▶ **ЗАДАНИЕ 1**:
Ответьте на вопросы по фрагменту интервью.
(a) Какие страны названы крупнейшими рынками кабельной дистрибуции?
(b) Сколько человек, по словам собеседника, работает в команде сегодня?
(c) Какую долю необходимой суммы, согласно вопросу интервьюера, зарабатывает телеканал?
▶ **ЗАДАНИЕ 2**:
Процитируйте дословно часть фрагмента интервью, начиная со слов «Поддержка нужна и» и заканчивая словами «это за фонды?».

Мы можем построить какую-то рекламную модель вместе с рекламодателями, никак не связанными с Россией. Потому что в Европе, например, [у нас] довольно большая аудитория — и вообще довольно большое русскоязычное комьюнити. И мы уже совершаем какие-то относительно постоянные сделки с европейскими рекламодателями. Это важная для нас ставка.
Наверное, сложно говорить о каком-то значительном росте кабельной дистрибуции — просто потому, что сама индустрия постепенно начинает падать относительно интернета. [Кроме того], какую-то существенную часть выручки от кабельной дистрибуции мы потеряли после скандала в Латвии — поскольку Латвия, Литва, Эстония были нашими крупнейшими рынками кабельной дистрибуции. Доля русскоязычного населения в этих странах очень высокая.
— А планируете ли вы дальше как-то снижать расходы?
— Я бы сказал, что мы уже отжали более или менее все, что можно отжать, в смысле какой-то операционной эффективности. У нас сейчас людей вдвое меньше, чем было в России, при сопоставимом объеме вещания — сегодня их около ста человек. Я боюсь, что, не сокращая радикально программирование, радикально оптимизировать себестоимость [производства] будет сложно.
Поддержка нужна и «Дождю», и «Медузе». Помочь нашей редакции можно по этой ссылке.
— Производство телеканала — это очень дорого. До 40% от необходимой суммы вы зарабатываете, остается еще 60. На что вы существуете?
— Более или менее все остальное мы закрываем институциональными пожертвованиями и программами поддержки от фондов и институтов.
— То есть около 60% дают гранты?
— Да.
— Что это за фонды?

▶ **ИЗВЛЕЧЁННЫЕ ЗАПИСИ**:
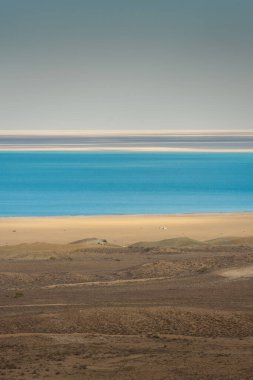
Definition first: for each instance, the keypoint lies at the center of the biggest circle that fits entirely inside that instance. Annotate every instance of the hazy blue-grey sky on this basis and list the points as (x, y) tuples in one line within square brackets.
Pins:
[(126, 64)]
...
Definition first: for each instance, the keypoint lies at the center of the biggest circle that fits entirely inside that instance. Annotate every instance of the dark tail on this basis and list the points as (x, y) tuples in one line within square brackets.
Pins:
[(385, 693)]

▶ **РЕШЕНИЕ ЗАДАНИЯ 1**:
(a) Латвия, Литва и Эстония.
(b) Около ста человек.
(c) До 40%.

▶ **РЕШЕНИЕ ЗАДАНИЯ 2**:
Поддержка нужна и «Дождю», и «Медузе». Помочь нашей редакции можно по этой ссылке.
— Производство телеканала — это очень дорого. До 40% от необходимой суммы вы зарабатываете, остается еще 60. На что вы существуете?
— Более или менее все остальное мы закрываем институциональными пожертвованиями и программами поддержки от фондов и институтов.
— То есть около 60% дают гранты?
— Да.
— Что это за фонды?